List every line in the items below that contains the word "person", copying each such line in full.

-- start STORED DATA --

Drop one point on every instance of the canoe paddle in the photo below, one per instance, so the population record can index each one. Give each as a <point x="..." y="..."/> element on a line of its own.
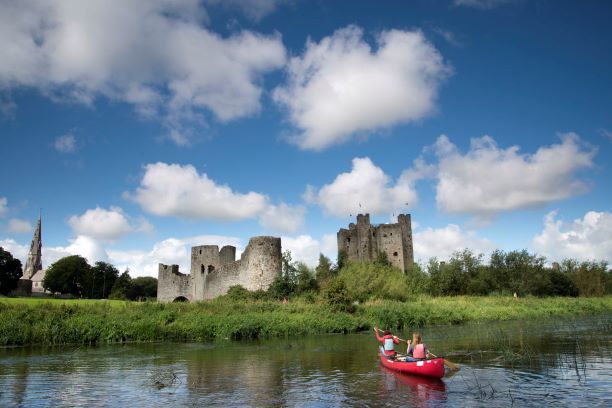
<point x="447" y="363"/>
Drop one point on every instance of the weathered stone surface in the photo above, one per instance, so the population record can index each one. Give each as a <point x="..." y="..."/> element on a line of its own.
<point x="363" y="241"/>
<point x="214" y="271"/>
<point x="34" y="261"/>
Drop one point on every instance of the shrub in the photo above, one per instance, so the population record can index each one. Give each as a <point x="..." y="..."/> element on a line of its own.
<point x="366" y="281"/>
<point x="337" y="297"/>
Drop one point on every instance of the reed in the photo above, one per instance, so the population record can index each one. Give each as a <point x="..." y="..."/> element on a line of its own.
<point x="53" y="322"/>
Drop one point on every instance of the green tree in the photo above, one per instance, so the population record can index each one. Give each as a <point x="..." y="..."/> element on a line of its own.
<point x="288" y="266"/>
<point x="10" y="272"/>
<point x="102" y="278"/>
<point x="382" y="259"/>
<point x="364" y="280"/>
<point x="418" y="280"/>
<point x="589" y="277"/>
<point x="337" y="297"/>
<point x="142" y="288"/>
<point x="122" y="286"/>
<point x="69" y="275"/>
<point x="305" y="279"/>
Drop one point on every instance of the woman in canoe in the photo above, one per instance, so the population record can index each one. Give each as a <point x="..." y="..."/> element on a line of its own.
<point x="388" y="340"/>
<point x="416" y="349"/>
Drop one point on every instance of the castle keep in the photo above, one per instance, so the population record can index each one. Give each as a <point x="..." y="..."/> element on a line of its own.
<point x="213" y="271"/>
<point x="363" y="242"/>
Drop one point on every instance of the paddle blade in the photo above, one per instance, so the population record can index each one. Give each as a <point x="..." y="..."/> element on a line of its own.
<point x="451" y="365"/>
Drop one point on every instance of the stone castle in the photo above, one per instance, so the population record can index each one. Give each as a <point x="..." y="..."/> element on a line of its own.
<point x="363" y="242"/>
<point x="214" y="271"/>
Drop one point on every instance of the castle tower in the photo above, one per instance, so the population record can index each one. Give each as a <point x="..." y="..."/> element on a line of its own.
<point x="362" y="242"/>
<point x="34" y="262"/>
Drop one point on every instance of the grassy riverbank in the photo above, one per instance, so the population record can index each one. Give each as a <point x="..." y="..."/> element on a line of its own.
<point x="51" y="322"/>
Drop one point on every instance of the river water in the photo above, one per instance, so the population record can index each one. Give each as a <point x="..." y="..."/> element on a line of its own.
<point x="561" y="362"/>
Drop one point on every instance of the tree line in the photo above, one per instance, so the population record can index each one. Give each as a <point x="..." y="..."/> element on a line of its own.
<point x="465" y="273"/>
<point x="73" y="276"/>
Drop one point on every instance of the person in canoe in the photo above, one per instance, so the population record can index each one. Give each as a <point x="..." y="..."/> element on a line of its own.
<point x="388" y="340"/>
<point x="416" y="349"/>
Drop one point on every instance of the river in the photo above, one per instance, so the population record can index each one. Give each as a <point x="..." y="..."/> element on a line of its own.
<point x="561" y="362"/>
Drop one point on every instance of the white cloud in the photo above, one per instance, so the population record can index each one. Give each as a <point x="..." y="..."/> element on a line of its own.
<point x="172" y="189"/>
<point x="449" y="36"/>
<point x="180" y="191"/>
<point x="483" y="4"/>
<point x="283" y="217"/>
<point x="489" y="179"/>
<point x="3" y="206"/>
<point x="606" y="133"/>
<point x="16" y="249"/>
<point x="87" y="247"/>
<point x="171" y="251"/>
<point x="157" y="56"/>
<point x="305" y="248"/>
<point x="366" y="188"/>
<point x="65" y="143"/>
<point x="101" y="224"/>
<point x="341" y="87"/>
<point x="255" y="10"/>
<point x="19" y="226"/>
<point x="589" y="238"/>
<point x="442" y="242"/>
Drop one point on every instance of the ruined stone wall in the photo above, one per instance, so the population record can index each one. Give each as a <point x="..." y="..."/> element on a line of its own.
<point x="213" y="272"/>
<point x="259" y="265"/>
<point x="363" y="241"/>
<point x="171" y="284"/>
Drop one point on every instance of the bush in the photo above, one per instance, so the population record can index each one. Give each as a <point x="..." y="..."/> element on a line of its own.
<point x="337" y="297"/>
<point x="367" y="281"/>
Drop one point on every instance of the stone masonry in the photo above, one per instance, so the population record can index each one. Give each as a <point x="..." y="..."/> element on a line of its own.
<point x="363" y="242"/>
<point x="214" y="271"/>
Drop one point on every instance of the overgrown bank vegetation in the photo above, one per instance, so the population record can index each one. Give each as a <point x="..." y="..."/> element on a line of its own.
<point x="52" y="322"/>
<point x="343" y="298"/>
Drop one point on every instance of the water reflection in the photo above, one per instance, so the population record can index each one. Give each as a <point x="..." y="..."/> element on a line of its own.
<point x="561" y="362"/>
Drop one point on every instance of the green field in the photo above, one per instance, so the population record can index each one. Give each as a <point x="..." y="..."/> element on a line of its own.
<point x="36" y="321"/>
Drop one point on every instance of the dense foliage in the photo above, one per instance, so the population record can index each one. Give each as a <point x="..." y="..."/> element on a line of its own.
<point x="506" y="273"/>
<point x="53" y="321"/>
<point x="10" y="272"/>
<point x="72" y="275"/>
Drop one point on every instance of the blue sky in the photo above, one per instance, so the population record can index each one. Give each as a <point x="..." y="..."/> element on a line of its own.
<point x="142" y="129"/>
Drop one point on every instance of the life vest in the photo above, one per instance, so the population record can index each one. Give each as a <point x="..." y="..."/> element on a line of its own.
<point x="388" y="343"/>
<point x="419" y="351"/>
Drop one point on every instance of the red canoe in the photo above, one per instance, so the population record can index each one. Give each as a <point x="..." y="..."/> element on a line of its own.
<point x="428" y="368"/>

-- end STORED DATA --
-- start STORED DATA --

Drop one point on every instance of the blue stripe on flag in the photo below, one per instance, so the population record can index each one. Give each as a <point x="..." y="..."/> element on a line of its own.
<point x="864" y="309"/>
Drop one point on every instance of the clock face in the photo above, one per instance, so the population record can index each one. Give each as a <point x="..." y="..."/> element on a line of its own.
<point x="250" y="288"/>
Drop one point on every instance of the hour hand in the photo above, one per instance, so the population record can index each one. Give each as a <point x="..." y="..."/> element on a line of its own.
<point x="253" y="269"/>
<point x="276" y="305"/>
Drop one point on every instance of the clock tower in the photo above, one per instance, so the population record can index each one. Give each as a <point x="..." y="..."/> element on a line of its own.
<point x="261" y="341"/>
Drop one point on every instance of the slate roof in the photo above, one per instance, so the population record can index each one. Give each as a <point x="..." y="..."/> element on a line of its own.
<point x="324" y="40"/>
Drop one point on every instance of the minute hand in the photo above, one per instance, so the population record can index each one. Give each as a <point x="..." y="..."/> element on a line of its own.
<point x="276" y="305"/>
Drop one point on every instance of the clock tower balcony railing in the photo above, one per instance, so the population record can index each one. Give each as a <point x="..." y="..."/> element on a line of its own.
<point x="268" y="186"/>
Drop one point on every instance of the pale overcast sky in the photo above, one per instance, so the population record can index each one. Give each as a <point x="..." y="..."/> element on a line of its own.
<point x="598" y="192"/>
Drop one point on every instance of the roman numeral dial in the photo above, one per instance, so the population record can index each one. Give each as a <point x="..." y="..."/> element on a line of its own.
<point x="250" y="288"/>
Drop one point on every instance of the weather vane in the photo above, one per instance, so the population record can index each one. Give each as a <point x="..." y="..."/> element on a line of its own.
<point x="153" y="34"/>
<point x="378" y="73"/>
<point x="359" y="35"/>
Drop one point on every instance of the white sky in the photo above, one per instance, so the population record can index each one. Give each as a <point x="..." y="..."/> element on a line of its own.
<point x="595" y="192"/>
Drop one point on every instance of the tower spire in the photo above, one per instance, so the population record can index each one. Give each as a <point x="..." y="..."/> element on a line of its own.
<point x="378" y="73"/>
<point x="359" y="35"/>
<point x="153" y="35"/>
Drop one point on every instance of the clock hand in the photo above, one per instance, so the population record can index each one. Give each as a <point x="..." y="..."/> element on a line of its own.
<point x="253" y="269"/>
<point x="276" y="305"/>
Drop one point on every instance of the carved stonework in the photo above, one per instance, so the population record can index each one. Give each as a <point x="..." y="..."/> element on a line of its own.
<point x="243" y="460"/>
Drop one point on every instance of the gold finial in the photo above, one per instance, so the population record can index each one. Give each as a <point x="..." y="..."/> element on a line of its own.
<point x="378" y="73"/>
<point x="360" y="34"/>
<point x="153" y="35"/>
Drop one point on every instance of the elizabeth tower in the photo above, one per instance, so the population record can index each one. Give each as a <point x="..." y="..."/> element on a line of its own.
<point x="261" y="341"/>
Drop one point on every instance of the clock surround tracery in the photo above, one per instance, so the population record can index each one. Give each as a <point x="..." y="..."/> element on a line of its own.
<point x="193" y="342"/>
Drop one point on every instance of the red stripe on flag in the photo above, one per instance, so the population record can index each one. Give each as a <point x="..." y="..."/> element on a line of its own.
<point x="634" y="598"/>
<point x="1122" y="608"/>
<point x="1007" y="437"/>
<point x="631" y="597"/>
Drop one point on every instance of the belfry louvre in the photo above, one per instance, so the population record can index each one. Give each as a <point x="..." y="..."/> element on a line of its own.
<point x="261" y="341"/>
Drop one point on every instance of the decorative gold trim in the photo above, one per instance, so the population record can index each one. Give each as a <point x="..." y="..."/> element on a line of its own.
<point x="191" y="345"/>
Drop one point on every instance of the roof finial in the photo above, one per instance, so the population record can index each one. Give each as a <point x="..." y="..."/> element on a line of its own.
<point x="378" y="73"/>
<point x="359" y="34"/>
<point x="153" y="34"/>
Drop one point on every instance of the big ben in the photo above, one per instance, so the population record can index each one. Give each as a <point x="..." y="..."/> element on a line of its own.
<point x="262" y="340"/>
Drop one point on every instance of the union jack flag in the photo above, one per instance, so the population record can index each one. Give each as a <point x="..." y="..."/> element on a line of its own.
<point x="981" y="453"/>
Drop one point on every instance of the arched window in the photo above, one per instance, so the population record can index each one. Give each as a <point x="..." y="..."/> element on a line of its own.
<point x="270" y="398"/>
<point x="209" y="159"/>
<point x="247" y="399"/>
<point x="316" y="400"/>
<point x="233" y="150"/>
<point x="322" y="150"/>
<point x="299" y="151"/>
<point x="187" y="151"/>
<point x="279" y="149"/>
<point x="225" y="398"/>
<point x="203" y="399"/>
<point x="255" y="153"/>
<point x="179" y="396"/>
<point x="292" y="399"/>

-- end STORED DATA --
-- start STORED DATA --

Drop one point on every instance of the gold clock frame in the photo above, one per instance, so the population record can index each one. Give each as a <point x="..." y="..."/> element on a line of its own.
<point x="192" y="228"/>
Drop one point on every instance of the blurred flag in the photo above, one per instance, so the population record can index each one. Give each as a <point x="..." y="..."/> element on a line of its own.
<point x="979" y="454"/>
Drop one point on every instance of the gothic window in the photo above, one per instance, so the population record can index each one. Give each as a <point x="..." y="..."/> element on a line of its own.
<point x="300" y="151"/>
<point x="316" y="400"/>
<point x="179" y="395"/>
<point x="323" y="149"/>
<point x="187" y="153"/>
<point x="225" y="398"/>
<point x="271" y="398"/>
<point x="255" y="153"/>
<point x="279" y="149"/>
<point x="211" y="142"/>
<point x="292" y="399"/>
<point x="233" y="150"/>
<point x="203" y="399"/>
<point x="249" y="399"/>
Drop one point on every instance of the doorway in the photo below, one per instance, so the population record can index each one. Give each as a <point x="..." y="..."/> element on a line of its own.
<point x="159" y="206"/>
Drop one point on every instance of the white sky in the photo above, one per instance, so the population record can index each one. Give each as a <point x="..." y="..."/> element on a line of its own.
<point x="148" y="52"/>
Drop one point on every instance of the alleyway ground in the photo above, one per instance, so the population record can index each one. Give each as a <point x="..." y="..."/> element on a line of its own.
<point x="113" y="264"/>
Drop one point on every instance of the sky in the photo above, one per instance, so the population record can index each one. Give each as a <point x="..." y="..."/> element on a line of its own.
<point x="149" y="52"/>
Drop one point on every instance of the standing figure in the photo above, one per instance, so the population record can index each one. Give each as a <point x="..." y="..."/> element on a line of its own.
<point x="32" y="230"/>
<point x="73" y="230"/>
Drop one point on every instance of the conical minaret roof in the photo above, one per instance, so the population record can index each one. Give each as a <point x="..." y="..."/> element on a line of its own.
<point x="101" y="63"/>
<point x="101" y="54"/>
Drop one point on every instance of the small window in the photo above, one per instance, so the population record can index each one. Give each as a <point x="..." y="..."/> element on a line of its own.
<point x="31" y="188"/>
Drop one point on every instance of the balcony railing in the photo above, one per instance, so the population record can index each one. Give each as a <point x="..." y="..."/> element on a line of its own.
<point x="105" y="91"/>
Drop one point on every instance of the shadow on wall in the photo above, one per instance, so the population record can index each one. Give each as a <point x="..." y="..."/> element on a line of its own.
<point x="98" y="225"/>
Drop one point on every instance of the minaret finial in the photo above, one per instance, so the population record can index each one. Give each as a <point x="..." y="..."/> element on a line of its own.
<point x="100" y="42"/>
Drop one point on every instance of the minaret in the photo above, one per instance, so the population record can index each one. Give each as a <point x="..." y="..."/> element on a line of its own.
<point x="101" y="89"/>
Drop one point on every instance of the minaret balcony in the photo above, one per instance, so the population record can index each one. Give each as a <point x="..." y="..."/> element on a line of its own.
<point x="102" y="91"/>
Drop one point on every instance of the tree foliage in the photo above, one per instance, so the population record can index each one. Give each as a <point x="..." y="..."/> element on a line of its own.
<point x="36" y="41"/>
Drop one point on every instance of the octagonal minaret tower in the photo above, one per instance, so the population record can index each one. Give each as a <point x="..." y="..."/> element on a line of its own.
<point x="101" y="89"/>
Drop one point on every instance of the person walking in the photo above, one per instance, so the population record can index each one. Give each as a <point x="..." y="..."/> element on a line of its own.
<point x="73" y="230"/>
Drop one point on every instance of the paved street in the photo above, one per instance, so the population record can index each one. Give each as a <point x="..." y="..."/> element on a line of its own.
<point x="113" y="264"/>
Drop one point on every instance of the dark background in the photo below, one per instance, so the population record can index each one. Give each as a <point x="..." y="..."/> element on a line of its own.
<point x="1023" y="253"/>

-- end STORED DATA --

◆ TASK ANSWER:
Drop one point on every instance of the person in canoe in the photo above, one per instance, so the population record can index each one. Give each as a <point x="..." y="..."/> element on a line of its own.
Drop one point on every instance of the person walking in the photo above, one per instance, so the population record can index each one. Give each as a <point x="..." y="..."/> element on a line of its own.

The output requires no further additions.